__Quoted text__:
#####

Kertész often radically revised the images he captured with the camera. He produced all of his cartes postales as contact prints by placing the negative in contact with the postcard paper during exposure instead of using an enlarger. He made this photograph of Feri Roth’s string quartet by masking the negative (blocking out certain sections with tape) before printing to highlight just a small section of a publicity picture the group had commissioned. By cropping out the players’ heads to concentrate on their angled bows and the lines of the music stand, Kertész abstracted the idea of a quartet to hands, instruments, and a white rectangle of sheet music. He left a dramatic ratio of the postcard paper blank to emphasise the image’s unusual placement at the top of the support. He then trimmed the card to custom proportions, as he did with nearly all his cartes postales, underlining the interplay between image and paper as an indispensable component of the artwork. Kertész saw these bold interventions as a way to distinguish his art from his budding commercial career: the whole image was for them, he later said in an interview; the cropped print was for him.

 

A Close Look at André Kertész’s Quartet

André Kertész’s image of the Feri Roth string quartet is tiny, but it packs a wallop.

Four musicians gather to play, with four sets of hands holding their bows at different angles. Kertész (American, born Hungary, 1894-1985) zooms in to concentrate on the lines of the bows and the music stand, resulting in a dynamic composition that abstracts the idea of a quartet to hands, instruments, and a white rectangle of sheet music.

Printed on intimately scaled carte postale (postcard) paper, this print could have been held in the hand, sent home to his family in Hungary, or passed along to a widening circle of international artist friends at the café tables Kertész frequented in 1920s Paris. In its subject and in its form, Quartet represents a key moment in the photographer’s career as he carved out a new, modern photographic practice in his adopted city.

The photograph began as a commission for his friend Feri Roth, a Hungarian musician whose renowned string quartet toured in Europe throughout the 1920s and was in need of publicity photographs. Kertész stood on a chair or stool to get an elevated position (a favourite technique) and made a wide picture that showed the complete scene.

#####

__Directive__:
For each statement, say yes or no depending on whether it agrees with the text on Kertész's Quartet, and quote the words from it that settle the matter.
1. Kertész used an enlarger to make his cartes postales.
2. The photograph started out as a commission for Feri Roth.
3. Kertész trimmed nearly all of his cartes postales to custom proportions.

__Stored data__:
#####

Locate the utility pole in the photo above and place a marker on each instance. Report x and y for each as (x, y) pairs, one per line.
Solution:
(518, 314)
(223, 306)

#####

__Solution for this exercise__:
1. No: "He produced all of his cartes postales as contact prints by placing the negative in contact with the postcard paper during exposure instead of using an enlarger."
2. Yes: "The photograph began as a commission for his friend Feri Roth"
3. Yes: "He then trimmed the card to custom proportions, as he did with nearly all his cartes postales"